Transcribe all the lines below exactly. Omit the pictures.

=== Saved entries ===
%%
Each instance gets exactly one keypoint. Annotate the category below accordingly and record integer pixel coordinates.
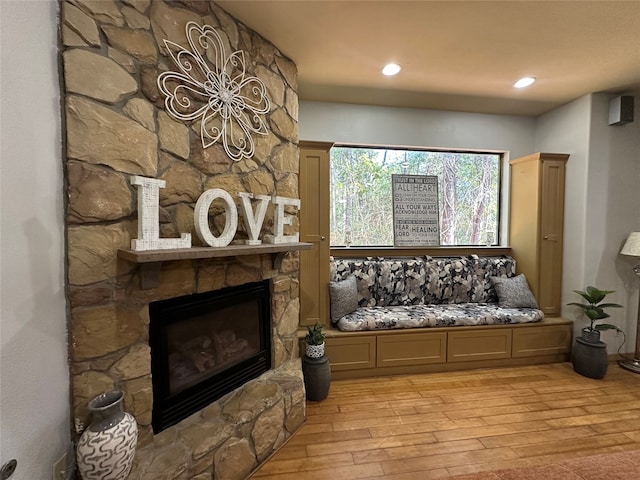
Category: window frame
(499, 246)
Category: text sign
(416, 220)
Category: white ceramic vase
(315, 351)
(106, 448)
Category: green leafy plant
(314, 336)
(594, 309)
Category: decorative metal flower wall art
(227, 102)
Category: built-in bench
(454, 298)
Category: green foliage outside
(361, 199)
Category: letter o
(201, 218)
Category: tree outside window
(361, 200)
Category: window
(361, 201)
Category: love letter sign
(149, 224)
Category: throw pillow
(514, 292)
(344, 297)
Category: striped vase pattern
(106, 448)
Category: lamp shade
(632, 245)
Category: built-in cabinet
(440, 349)
(536, 222)
(536, 232)
(314, 229)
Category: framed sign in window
(415, 210)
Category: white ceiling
(455, 55)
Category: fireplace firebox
(206, 345)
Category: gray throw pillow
(344, 297)
(514, 292)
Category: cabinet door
(551, 228)
(314, 228)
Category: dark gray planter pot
(317, 377)
(591, 336)
(590, 359)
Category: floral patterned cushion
(428, 291)
(444, 315)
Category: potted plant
(589, 356)
(314, 341)
(315, 365)
(594, 310)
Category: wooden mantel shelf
(151, 260)
(193, 253)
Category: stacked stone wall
(116, 126)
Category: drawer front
(536, 341)
(475, 345)
(412, 349)
(351, 353)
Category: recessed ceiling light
(524, 82)
(390, 69)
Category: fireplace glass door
(206, 345)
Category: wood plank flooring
(441, 425)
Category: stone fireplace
(206, 345)
(115, 126)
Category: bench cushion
(442, 315)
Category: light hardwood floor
(445, 424)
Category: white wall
(602, 205)
(370, 125)
(34, 375)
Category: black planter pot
(590, 359)
(591, 336)
(317, 377)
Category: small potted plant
(314, 341)
(594, 310)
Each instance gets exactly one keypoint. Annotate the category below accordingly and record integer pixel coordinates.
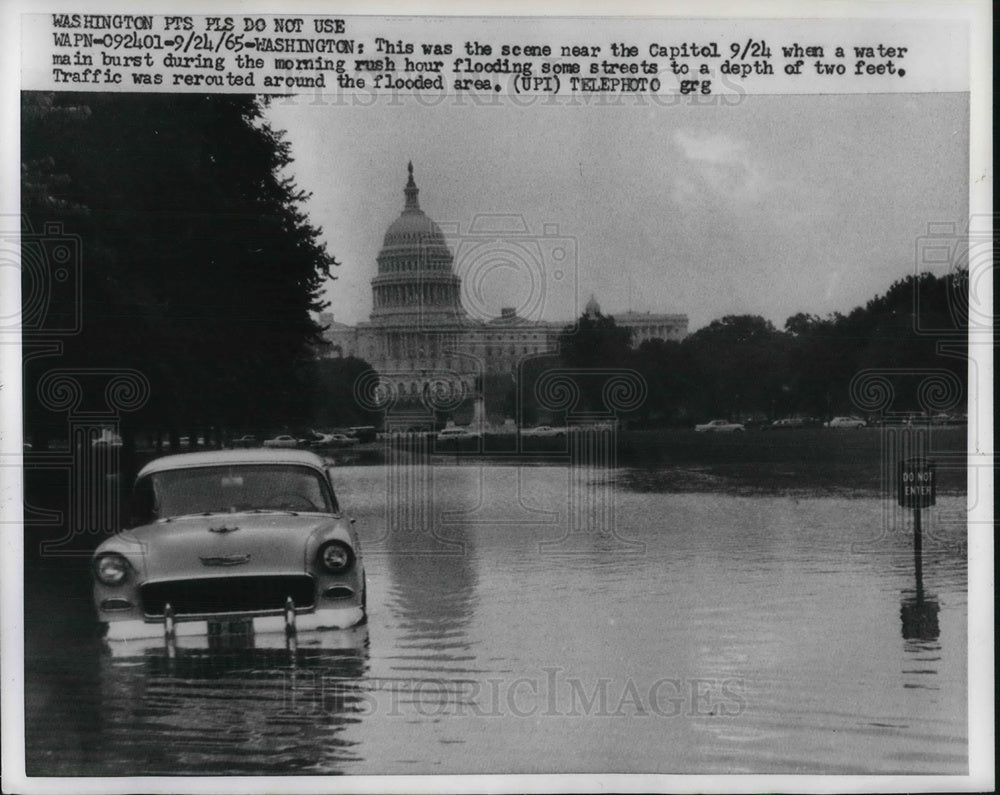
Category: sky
(767, 205)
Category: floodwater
(543, 619)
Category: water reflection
(243, 704)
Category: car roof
(229, 457)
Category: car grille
(227, 594)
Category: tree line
(196, 264)
(742, 367)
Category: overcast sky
(771, 206)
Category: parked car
(545, 431)
(846, 422)
(247, 537)
(787, 422)
(720, 426)
(456, 432)
(284, 441)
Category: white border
(981, 664)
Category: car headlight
(335, 556)
(111, 569)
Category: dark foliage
(199, 267)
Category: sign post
(916, 488)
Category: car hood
(233, 543)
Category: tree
(743, 363)
(199, 266)
(595, 346)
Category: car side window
(333, 491)
(142, 506)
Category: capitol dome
(415, 281)
(413, 241)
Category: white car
(846, 422)
(253, 537)
(720, 426)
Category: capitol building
(419, 335)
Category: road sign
(916, 484)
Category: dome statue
(416, 284)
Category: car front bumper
(324, 618)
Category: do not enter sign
(916, 483)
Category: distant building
(419, 335)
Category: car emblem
(225, 560)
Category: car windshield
(227, 489)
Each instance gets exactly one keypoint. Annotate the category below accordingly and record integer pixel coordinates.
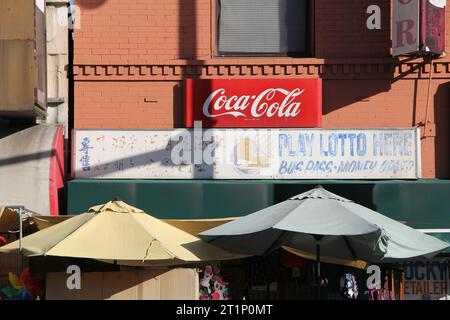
%%
=== Solution ===
Each instance gets exactly one keypoint. Annotate the category below accordingly and record integer pixel coordinates.
Category: window frame
(499, 246)
Category: text sign
(416, 220)
Category: white ceramic vase
(315, 351)
(106, 448)
Category: green leafy plant
(314, 336)
(594, 309)
Category: decorative metal flower wall art
(227, 102)
Category: built-in bench
(454, 298)
Category: green foliage outside
(361, 199)
Category: letter o
(201, 218)
Category: tree outside window
(361, 200)
Category: window
(361, 201)
Category: love letter sign
(149, 224)
Category: throw pillow
(514, 292)
(344, 297)
Category: striped vase pattern
(106, 448)
Category: lamp shade
(632, 245)
Category: built-in cabinet
(440, 349)
(536, 222)
(536, 232)
(314, 229)
Category: framed sign in window
(415, 210)
Category: white ceiling
(455, 55)
Category: fireplace firebox
(206, 345)
Category: gray throw pillow
(344, 297)
(514, 292)
Category: cabinet door
(551, 228)
(314, 228)
Category: dark gray planter pot
(317, 377)
(591, 336)
(590, 359)
Category: floral patterned cushion
(428, 291)
(444, 315)
Category: potted plant
(589, 356)
(314, 341)
(315, 365)
(594, 310)
Category: wooden mantel shelf
(151, 260)
(193, 253)
Category: stacked stone wall
(116, 126)
Category: drawer front
(536, 341)
(475, 345)
(412, 349)
(351, 353)
Category: recessed ceiling light
(524, 82)
(390, 69)
Category: fireplace glass door
(206, 345)
Category: wood plank flooring
(441, 425)
Category: stone fireplace
(206, 345)
(115, 126)
Category: bench cushion
(442, 315)
Category: light hardwood floor
(445, 424)
Category: white wall
(602, 205)
(370, 125)
(34, 375)
Category: black planter pot
(590, 359)
(591, 336)
(317, 377)
Category: small potted plant
(314, 341)
(594, 310)
Each instance gets exactly one keypoint. Annotate the category below accordingly and record integer pixel coordinates.
Category: sky
(767, 205)
Category: floodwater
(543, 619)
Category: water reflection
(243, 704)
Category: car roof
(229, 457)
Category: car grille
(227, 594)
Category: tree line
(196, 264)
(742, 367)
Category: overcast sky
(771, 206)
Category: parked car
(545, 431)
(846, 422)
(247, 537)
(787, 422)
(720, 426)
(456, 432)
(284, 441)
Category: white border
(981, 664)
Category: car headlight
(335, 556)
(111, 569)
Category: dark foliage
(199, 267)
Category: sign post
(916, 488)
Category: car hood
(233, 543)
Category: tree
(743, 363)
(199, 266)
(595, 346)
Category: car side window
(333, 491)
(142, 506)
Category: capitol dome
(415, 281)
(413, 241)
Category: white car
(846, 422)
(253, 537)
(720, 426)
Category: capitol building
(419, 335)
Category: road sign
(916, 484)
Category: dome statue
(416, 284)
Category: car front bumper
(324, 618)
Category: do not enter sign
(916, 483)
Category: distant building
(419, 335)
Category: car emblem
(225, 560)
Category: car windshield
(227, 489)
Each instance gets exactly one keypoint. Annotate the category below accordingly and record integer pixel coordinates.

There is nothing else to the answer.